To be done: Turn the records, from their first line through the line containing "Outlines of the", into a numbered list that skips blank lines. Leave the pictures out of the answer.
## start
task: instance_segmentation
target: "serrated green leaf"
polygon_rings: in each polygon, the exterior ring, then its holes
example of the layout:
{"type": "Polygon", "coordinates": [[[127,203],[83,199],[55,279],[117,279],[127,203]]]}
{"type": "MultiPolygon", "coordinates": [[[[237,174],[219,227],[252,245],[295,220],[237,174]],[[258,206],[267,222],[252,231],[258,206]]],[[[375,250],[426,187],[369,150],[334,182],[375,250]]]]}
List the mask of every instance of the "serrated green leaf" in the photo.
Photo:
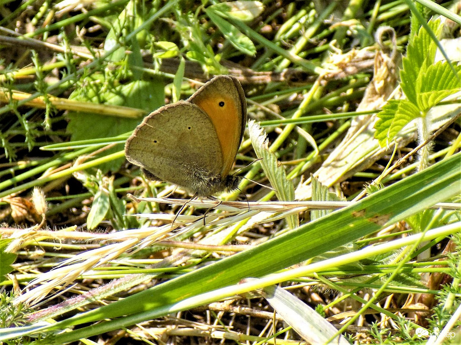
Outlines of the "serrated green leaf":
{"type": "MultiPolygon", "coordinates": [[[[266,173],[279,200],[291,201],[295,199],[295,188],[291,180],[287,178],[283,166],[279,164],[273,152],[269,151],[266,133],[254,121],[248,123],[250,139],[256,157],[261,159],[261,165],[266,173]]],[[[287,218],[291,228],[299,226],[298,217],[292,215],[287,218]]]]}
{"type": "Polygon", "coordinates": [[[13,270],[11,265],[17,257],[13,253],[5,252],[5,249],[11,241],[7,238],[0,239],[0,283],[5,280],[5,275],[13,270]]]}
{"type": "MultiPolygon", "coordinates": [[[[430,21],[428,24],[436,36],[440,34],[442,26],[440,20],[430,21]]],[[[418,76],[424,76],[427,69],[433,63],[437,48],[431,36],[422,27],[408,45],[407,55],[402,59],[400,86],[407,99],[415,104],[417,104],[418,76]]]]}
{"type": "Polygon", "coordinates": [[[259,1],[238,0],[229,2],[221,2],[209,6],[208,8],[221,16],[248,21],[261,14],[264,5],[259,1]]]}
{"type": "Polygon", "coordinates": [[[219,16],[216,12],[210,9],[209,7],[205,9],[205,11],[232,45],[242,53],[252,56],[255,56],[256,48],[251,39],[232,24],[219,16]]]}
{"type": "Polygon", "coordinates": [[[461,66],[456,66],[457,75],[453,73],[446,61],[439,61],[429,66],[424,74],[417,80],[417,104],[423,112],[438,104],[444,98],[456,93],[460,87],[461,66]]]}
{"type": "MultiPolygon", "coordinates": [[[[150,112],[163,105],[163,84],[155,80],[134,81],[123,85],[110,85],[92,76],[87,78],[83,88],[78,88],[69,99],[93,103],[123,105],[141,109],[150,112]]],[[[123,119],[93,113],[69,112],[67,131],[72,141],[115,137],[132,130],[141,119],[123,119]]],[[[108,155],[123,149],[118,144],[104,152],[108,155]]],[[[103,172],[118,170],[123,159],[114,160],[98,168],[103,172]]]]}
{"type": "Polygon", "coordinates": [[[380,119],[375,125],[375,138],[381,146],[385,146],[407,124],[421,116],[419,110],[411,102],[404,99],[389,101],[378,113],[380,119]]]}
## end
Final result:
1. task: instance_segmentation
2. target: "serrated green leaf"
3. polygon_rings: in each polygon, the exterior ring, then its holes
4. example of the layout:
5. {"type": "Polygon", "coordinates": [[[127,203],[83,199],[55,279],[117,279],[127,203]]]}
6. {"type": "MultiPolygon", "coordinates": [[[[237,174],[219,227],[252,245],[295,220],[237,174]],[[258,206],[267,222],[252,231],[258,206]]],[[[375,250],[426,187],[369,150],[334,182],[375,250]]]]}
7. List the mask of every instance of the "serrated green leaf" in the photo.
8. Photo:
9. Outlines of the "serrated green leaf":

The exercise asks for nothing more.